Answer these questions about the thread on detecting non-ASCII characters:
1. Which Perl version and platform is the asker using?
2. According to the thread, which byte values does ASCII cover?
3. When the test program that pulls an Arabic title runs, what result does it print?

Passage
━━━━━━━━
Note: I'm using ActivePerl 5.6.1 on Win32 so I can't use the Encode module, which is why I'd like to use regex instead.

Thanks.

Replies are listed 'Best First'.
Re: How to determine if string contains non-ASCII characters ?
by moritz (Cardinal) on Aug 19, 2009 at 16:57 UTC
    Note that your regex matches the empty string, and thus any string at all.

    Also ASCII covers only the bytes from 0 to 127, so your regex should read

    $string =~ m/[\x00-\x7f]/
    Perl 6 projects - links to (nearly) everything that is Perl 6.

      Also the character class needs to be negated to search for characters not in the range and then the result negated (here with !~ instead of =~), otherwise he will only detect if the string has any asccii chars

      $string !~ m/[^\x00-\x7f]/

        Your solution checks if any characters aren't ASCII.

        my $is_ascii = $string !~ /[^\x00-\x7F]/;

        An alternative is to check that all characters are ASCII.

        my $is_ascii = $string =~ /^[\x00-\x7F]*\z/;

        Both are fine. The first can be faster if the result is false, but the difference is probably inconsequential in practice.

        Thanks for the hints.

        However, both regexes still don't appear to be hitting the spot. I've created a small test program which pulls an Arabic title from a webpage to demonstrate:

        use LWP::UserAgent; $ua = LWP::UserAgent->new; my $resp = $ua->get("http://www.englishlink.com/index_ARE_HTML.asp"); if ($resp->is_success) { $mystring = $resp->content; $mystring =~ s/.*\<title\>//sgi; $mystring =~ s/\<.*//sgi; } print "$mystring\n"; if ($mystring =~ m/[^\x00-\x7f]/) { print "Contains ASCII only\n"; } else { print "Contains non-ASCII\n"; }
        When run, I'd expect to see the result as "Contains non-ASCII", but instead I get "Contains ASCII only"

        Any thoughts as to why ?
━━━━━━━━
Given data
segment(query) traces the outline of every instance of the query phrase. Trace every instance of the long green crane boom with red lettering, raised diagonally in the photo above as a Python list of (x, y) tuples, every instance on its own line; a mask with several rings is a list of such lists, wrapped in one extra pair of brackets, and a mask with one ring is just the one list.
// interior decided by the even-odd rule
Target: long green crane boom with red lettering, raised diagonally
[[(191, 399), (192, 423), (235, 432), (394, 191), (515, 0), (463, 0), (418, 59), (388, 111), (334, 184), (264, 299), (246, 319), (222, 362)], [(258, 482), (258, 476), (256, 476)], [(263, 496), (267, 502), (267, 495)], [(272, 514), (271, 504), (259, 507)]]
━━━━━━━━
Answer box
1. ActivePerl 5.6.1 on Win32.
2. The bytes from 0 to 127.
3. "Contains ASCII only"